═════ Records provided ═════
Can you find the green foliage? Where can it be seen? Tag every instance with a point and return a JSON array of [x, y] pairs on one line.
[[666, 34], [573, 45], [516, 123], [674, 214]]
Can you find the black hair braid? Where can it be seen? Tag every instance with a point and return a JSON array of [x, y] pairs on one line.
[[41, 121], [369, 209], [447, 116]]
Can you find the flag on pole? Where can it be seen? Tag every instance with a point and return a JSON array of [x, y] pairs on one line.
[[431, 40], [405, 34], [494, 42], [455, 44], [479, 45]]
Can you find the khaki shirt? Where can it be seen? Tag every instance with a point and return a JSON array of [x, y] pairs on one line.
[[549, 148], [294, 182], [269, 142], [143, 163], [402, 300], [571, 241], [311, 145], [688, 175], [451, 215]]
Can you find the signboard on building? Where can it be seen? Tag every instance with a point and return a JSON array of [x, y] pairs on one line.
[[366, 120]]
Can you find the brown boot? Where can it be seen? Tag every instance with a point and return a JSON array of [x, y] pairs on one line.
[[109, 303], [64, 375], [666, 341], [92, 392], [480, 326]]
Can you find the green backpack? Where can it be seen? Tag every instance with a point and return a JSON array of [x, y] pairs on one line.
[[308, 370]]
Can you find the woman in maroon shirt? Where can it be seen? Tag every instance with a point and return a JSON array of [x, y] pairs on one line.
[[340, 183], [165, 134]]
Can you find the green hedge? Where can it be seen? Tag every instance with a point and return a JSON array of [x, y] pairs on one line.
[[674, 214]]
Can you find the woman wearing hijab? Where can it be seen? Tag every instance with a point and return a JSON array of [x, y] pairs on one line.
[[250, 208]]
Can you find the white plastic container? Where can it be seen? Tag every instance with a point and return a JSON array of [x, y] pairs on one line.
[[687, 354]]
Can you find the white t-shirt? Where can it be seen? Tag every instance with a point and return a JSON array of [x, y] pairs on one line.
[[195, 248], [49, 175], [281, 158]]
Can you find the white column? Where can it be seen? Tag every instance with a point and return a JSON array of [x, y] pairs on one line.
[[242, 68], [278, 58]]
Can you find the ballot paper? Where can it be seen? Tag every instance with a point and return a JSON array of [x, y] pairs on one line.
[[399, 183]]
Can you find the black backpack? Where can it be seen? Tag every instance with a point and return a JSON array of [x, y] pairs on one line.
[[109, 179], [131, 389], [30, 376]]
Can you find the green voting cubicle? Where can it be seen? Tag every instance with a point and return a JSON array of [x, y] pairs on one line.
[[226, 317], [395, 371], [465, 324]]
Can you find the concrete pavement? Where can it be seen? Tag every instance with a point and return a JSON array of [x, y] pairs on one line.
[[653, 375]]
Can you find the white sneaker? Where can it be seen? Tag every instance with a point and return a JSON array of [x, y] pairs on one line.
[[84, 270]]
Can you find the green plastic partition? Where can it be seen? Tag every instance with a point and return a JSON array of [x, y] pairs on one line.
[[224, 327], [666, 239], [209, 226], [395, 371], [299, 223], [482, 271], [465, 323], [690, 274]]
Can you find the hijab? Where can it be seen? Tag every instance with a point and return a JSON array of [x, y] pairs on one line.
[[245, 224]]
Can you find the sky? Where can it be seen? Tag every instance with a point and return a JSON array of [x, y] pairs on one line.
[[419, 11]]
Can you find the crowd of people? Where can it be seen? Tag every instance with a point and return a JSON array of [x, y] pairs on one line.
═════
Exercise instructions
Rewrite all of the data above, changing "Tag every instance" to "Mark each occurrence" everywhere it appears and leaving everything else as it is.

The completed task
Can you find the green foliage? Where can it be seen? Mark each occurrence with a point and return a JSON array of [x, y] pairs on one line.
[[666, 34], [573, 45], [516, 123], [674, 214]]
Can you find the black hair braid? Where can it be seen? Mark each occurrence with a point and return a JSON array of [x, y] pairs on one line.
[[41, 121], [369, 209], [447, 116]]
Can you find the flag on pole? Where can it be seen? Mark each occurrence with a point and return a JSON array of [x, y] pairs on one line.
[[431, 40], [405, 34], [494, 42], [455, 44], [479, 45]]
Can you find the khaki shirt? Where can it be seen? Mark each occurrence with a point and return a JSON array of [x, y] pairs on one line.
[[549, 148], [294, 182], [269, 142], [143, 163], [402, 300], [571, 241], [311, 145], [688, 175], [451, 215]]
Can you find the signboard on building? Where can it be seen? Mark each occurrence with a point and return a JSON array of [x, y] pairs on one line.
[[366, 120]]
Can you find the brown boot? Where can it be seen? Mark each occurrence with a point and return a JSON array of [x, y] pairs on one line.
[[109, 303], [64, 375], [666, 341], [92, 392], [480, 326]]
Can you find the green backpack? Where can it be seen? Mark each occurrence with a point and return a JSON array of [x, y] pairs on one line.
[[308, 370]]
Can you find the woman in maroon shirt? Where can it be seen? Mark each occurrence with a point and return a JSON array of [x, y] pairs on one line.
[[340, 183], [165, 134]]
Can you find the green hedge? Where can it be seen? Mark each occurrence with a point and return a JSON array of [x, y] pairs on one line.
[[674, 214]]
Can you find the woman wearing hijab? Where can it be seen? Mark each occurrence with a point and return a JSON array of [x, y] pairs on one line.
[[250, 208]]
Can you find the white plastic container? Where can it be seen? Mark each occurrence with a point and return a JSON array of [x, y] pairs on one line.
[[687, 354]]
Can you find the white t-shirt? Where can it be seen? Mark each occurrence with a point and return a JSON array of [x, y] pairs on one line.
[[195, 248], [49, 175], [281, 158]]
Can you find the white column? Where can it be seen? Mark each occurrence with a point and return a JSON array of [x, y] pairs on one line.
[[242, 68], [278, 58]]
Can you find the ballot paper? Where can it be seen? Mark each occurrence with a point and return a JSON array of [x, y] pairs on one line.
[[399, 183]]
Can you find the black backpack? Where can it be seen? Mark each occurrence with a point and return a JSON array of [x, y] pairs on one line.
[[109, 179], [131, 389], [30, 376]]
Can you find the green voting cubicle? Where can it be seen? Mark each occurrence with a point and return a JSON array of [x, y] pairs on one line.
[[226, 317], [395, 371], [465, 324]]
Can you find the concrete pavement? Where can it be seen? Mark each occurrence with a point and return a JSON array of [x, y] pairs on one line.
[[653, 375]]
Can you find the white sneaker? Where can it be seen? Mark each occurrence with a point and return a JSON array of [x, y] pairs on one line.
[[84, 270]]
Can you find the green plastic partition? Where can it be seen? Mark each occurrence with a point and return a JSON array of [x, y] pairs on one line.
[[224, 327], [666, 239], [209, 226], [395, 371], [299, 223], [482, 271], [465, 323], [690, 274]]
Can you find the hijab? Where can it be seen? Mark each occurrence with a point and return a JSON array of [x, y] pairs on one line.
[[245, 224]]
Can you find the sky? Where can it be seen? Mark each occurrence with a point and return a JSON array of [x, y] pairs on one line.
[[419, 11]]
Can you find the crowd of people? Where can it be seen? Mark each occurrence with a point and return a JSON array of [x, y] pairs on one line.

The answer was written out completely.